Exercise instructions -
**a)** Reproduce the passage of the discussion about supporting the Allwinner D1 that begins at the words "On Mon, Sep" and ends after "follow the spec.", substituting "specification" for "spec".
**b)** In the discussion about supporting the Allwinner D1, whose developers does Nick Kossifidis imagine coming forward to ask for MMU support?

Document extract -
┌──

Totally agree with Nick here. It's a slippery slope.

Including D1 PTE bits (or Kendryte K210 MMU) part of the Linux RISC-V
means future hardware which intentionally violates specs will also have to
be merged and the RISC-V patch acceptance policy will have no significance.

>
> >> – Can we just ignore D1 given the mass volume ?
> >>
>
> IMHO no, we need to find a way to support it upstream but I believe
> there is another question to answer:
>
> Do we also guarantee "one image to rule them all" approach, required by
> binary distros, for implementations that violate the spec ? Are we ok
> for example to support Allwinner D1 upstream but require a custom
> configuration/build instead of supporting it with the "generic" image ?
> In one case we need to handle the violation at runtime and introduce
> overhead for everyone (like looking up __riscv_svpbmt every time we set
> a PTE in this case), in the other it's an #ifdef.

At least, we should not have hardware violating specs as part of the
unified kernel image instead have these intentional deviations/violations
under separate kconfig which will not be enabled by default. This means
vendors (of such hardware) and distros will have to explicitly enable
support for such violations/deviations.

Regards,
Anup

Atish Patra Sept. 28, 2021, 4:26 a.m. UTC | #6

On Mon, Sep 27, 2021 at 8:50 PM Anup Patel <anup@brainfault.org> wrote:
>
> On Tue, Sep 28, 2021 at 6:32 AM Nick Kossifidis <mick@ics.forth.gr> wrote:
> >
> > Στις 2021-09-27 23:13, Atish Patra έγραψε:
> > >> We need to decide whether we should support the upstream kernel for
> > >> D1. Few things to consider.
> > >> – Can it be considered as an errata ?
> >
> > It's one thing to follow the spec and have an error in the
> > implementation, and another to not follow the spec.
> >
> > >> – Does it set a bad precedent and open can of worms in future ?
> >
> > IMHO yes, I'm thinking of Kendryte 210 devs for example coming up and
> > asking for MMU support, they 've also shipped many chips already. I can
> > also imagine other vendors in the future coming up with implementations
> > that violate the spec in which case handling the standard stuff will
> > become messy and complex, and hurt performance/security. We'll end up
> > filling the code with exceptions and tweaks all over the place. We need
> > to be strict about what is "riscv" and what's "draft riscv" or "riscv
> > inspired", and what we are willing to support upstream. I can understand
> > supporting vendor extensions upstream but they need to fit within the
> > standard spec, we can't have for example extensions that use encoding
> > space/csrs/fields etc reserved for standard use, they may only use
> > what's reserved for custom/vendor use. At least let's agree on that.
>
> Totally agree with Nick here. It's a slippery slope.

└──

Recorded data -
┌──

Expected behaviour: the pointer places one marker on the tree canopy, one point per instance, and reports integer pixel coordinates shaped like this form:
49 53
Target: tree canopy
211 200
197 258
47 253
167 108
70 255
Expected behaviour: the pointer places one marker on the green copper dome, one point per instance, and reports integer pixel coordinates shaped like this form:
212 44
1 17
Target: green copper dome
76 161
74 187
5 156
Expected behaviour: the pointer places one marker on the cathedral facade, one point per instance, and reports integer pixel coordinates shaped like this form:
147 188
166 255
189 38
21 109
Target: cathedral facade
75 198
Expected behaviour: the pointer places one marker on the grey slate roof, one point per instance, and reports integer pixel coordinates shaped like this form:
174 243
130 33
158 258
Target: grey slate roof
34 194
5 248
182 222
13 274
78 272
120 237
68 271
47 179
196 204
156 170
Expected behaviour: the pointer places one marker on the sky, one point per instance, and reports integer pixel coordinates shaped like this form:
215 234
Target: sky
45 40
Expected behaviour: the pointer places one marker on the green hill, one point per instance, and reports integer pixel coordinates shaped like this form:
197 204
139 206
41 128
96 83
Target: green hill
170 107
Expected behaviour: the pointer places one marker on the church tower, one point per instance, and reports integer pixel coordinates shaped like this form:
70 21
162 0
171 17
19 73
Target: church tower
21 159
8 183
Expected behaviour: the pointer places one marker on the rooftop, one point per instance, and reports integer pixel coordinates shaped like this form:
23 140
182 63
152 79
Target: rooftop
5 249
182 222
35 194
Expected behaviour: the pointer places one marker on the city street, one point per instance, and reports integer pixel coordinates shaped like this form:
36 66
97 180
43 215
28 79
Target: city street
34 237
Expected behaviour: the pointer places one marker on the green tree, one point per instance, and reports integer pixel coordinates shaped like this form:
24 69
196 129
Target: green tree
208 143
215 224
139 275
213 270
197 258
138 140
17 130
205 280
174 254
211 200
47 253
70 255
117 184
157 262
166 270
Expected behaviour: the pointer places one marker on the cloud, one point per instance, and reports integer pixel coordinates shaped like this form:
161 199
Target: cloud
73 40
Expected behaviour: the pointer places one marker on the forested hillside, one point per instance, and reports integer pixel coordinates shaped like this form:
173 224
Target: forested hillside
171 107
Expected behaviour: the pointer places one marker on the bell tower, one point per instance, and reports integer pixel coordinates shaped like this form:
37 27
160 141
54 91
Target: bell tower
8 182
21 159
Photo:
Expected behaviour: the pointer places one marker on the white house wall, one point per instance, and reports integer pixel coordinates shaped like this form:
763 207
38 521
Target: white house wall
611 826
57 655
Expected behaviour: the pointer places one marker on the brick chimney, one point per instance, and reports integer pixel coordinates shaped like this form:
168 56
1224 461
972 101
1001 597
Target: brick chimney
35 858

└──

Outputs for the tasks -
**a)**
On Mon, Sep 27, 2021 at 8:50 PM Anup Patel <anup@brainfault.org> wrote:
>
> On Tue, Sep 28, 2021 at 6:32 AM Nick Kossifidis <mick@ics.forth.gr> wrote:
> >
> > Στις 2021-09-27 23:13, Atish Patra έγραψε:
> > >> We need to decide whether we should support the upstream kernel for
> > >> D1. Few things to consider.
> > >> – Can it be considered as an errata ?
> >
> > It's one thing to follow the specification and have an error in the
> > implementation, and another to not follow the specification.

**b)** Kendryte 210 developers.